Information given section start
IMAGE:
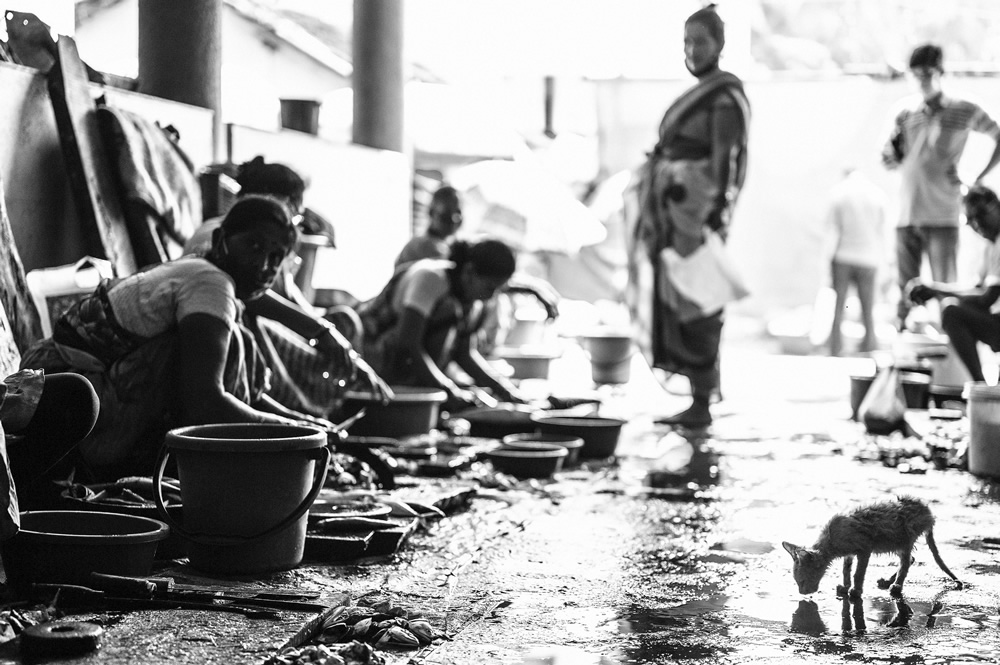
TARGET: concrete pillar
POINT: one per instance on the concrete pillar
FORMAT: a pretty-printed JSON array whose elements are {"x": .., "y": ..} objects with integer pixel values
[
  {"x": 180, "y": 53},
  {"x": 378, "y": 74}
]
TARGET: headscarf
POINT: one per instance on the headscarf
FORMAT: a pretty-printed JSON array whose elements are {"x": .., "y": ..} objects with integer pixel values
[{"x": 708, "y": 17}]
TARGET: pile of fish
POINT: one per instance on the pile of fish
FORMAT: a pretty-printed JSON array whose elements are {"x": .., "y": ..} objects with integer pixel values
[
  {"x": 382, "y": 625},
  {"x": 353, "y": 653}
]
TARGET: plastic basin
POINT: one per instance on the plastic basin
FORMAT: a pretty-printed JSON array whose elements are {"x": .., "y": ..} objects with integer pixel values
[
  {"x": 571, "y": 443},
  {"x": 413, "y": 410},
  {"x": 600, "y": 435},
  {"x": 537, "y": 460}
]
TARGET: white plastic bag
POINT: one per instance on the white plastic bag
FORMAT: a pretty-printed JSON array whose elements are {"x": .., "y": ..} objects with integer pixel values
[{"x": 707, "y": 276}]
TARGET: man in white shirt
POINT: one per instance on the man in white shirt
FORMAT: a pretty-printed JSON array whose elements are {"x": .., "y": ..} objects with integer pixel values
[
  {"x": 970, "y": 315},
  {"x": 856, "y": 219},
  {"x": 926, "y": 144}
]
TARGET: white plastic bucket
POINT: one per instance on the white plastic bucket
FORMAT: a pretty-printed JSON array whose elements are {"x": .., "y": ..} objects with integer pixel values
[{"x": 984, "y": 428}]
Information given section end
▶ **Work task**
From the entries above, extract only the lines running from the one containing "TARGET: concrete pillar" through the one containing "POINT: one per instance on the plastic basin", inclusive.

▶ **Answer to the exercise**
TARGET: concrete pillar
POINT: one per instance on the concrete pillar
FORMAT: a pretty-printed JSON array whose elements are {"x": .., "y": ..} objects with integer pixel values
[
  {"x": 180, "y": 53},
  {"x": 378, "y": 74}
]
TARGET: headscarf
POINT: one per instance on the headscarf
FORMAT: a pretty-printed JSON array whose elements are {"x": .., "y": ..} objects with integer pixel values
[{"x": 708, "y": 17}]
TARGET: pile of fish
POINT: one per instance on the pile of fish
FORMAT: a pretty-printed JSON array whose elements are {"x": .., "y": ..} objects with integer pixel values
[
  {"x": 382, "y": 625},
  {"x": 353, "y": 653}
]
TARGET: plastic basin
POINT: one per instance on the plastic basin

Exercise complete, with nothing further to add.